* ЗАДАНИЕ
Выпишите из статьи о «Диалоге Гамлета с совестью» все русские ключевые слова, которые состоят из одного слова.

* ТЕКСТ ДОКУМЕНТА

######

Опубликовано в журнале Prosōdia, номер 9, 2018
Мальцев Андрей Владимирович в 2016 году окончил Институт
филологии, журналистики и межкультурной коммуникации Южного федерального
университета по направлению «Зарубежная филология (английский язык и
литература)». Учился в магистратуре ИФЖиМКК по
направлению «Литература в кросскультурной
перспективе». Работает переводчиком. Сфера интересов: гендерные
исследования в дискурсе современной британской
литературы. // Andrew
Maltsev,
Southern
Federal
University,
E—mail: andre.mennesker56@gmail.com
Аннотация. В статье
представлено пристальное прочтение стихотворения М.И. Цветаевой «Диалог Гамлета
с совестью», направленное на выявление непостоянства внутренних мер
произведения в ходе развития сюжетного и содержательного начал. Деконструкция определяет, каким образом проявляет себя мера
плача в стихотворении и как она разрушается в конфликте с диалоговым словом,
уступая место рефлексивным порывам лирического персонажа.
Ключевые
слова:
Марина Цветаева, образ Офелии, диалоговое слово, драматический отрывок, внутренняя
мера плача, двуединство «Я‒Другой», инфернальные образы, метафора,
ритуал, саморефлексия, аналитическая элегия.
Abstract. The
article performs an attempt of close reading of the poem “Hamlet’s Dialogue
with His Conscience” by M. Tsvetaeva. It aims at manifesting
inconstancy of the poem’s inner measures as its plot and subject-matter levels
progress. The deconstruction defines how the measure of mourning develops in
the poem and how it disintegrates within the conflict with the dialogue mode,
making way for reflexive impulses of the character.
Key words: Marina Tsvetaeva, Ophelia’s image, dialogue mode, dramatic
passage, inner measure of mourning, duo-unity “I‒Other”, infernal images,
metaphor, ritual, self-reflection, analytical elegy.
Стихотворение М.И.
Цветаевой «Диалог Гамлета с совестью» уже заголовком отсылает нас к известному
контексту — к шекспировской трагедии. Диалог с совестью намекает на предстоящий
внутренний монолог заглавного персонажа, как узнаётся уже с первых строк, по
случаю смерти возлюбленной.
— На дне она,
где ил
И водоросли… Спать в них
Ушла, — но сна и
там нет! [Цветаева, 2006: 1002]
Очевидно, субъект
говорения обращён к образу Офелии, контекст понятен, действие происходит у
места, где «возлюбленная» покончила с собой. Однако ничего подобного в
первичном тексте не наблюдается, а значит, речь идёт о своеобразном
палимпсесте: автор переосмысливает готовый сюжет и готовые образы, создаёт
новую шекспировскую реальность. Другие цветаевские
стихотворения, построенные на гамлетовском сюжете («Офелия — в защиту королевы»

######

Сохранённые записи
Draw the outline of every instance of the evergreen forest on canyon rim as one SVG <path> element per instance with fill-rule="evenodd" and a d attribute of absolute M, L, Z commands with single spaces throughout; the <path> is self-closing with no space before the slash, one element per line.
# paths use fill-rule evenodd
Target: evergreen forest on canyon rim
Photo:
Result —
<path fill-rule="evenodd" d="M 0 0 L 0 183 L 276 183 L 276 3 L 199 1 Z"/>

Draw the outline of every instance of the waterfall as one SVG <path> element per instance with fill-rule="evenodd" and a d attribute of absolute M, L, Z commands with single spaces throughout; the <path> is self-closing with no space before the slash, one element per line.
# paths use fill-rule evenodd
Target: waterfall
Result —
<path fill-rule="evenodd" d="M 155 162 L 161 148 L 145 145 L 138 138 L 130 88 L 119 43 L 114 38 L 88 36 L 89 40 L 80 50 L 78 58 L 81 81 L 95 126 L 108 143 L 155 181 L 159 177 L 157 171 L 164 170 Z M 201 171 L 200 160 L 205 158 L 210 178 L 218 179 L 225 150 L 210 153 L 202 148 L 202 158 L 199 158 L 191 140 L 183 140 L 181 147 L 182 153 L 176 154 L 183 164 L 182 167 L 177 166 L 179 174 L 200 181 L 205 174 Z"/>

######

* ОТВЕТ НА ЗАДАНИЕ
метафора, ритуал, саморефлексия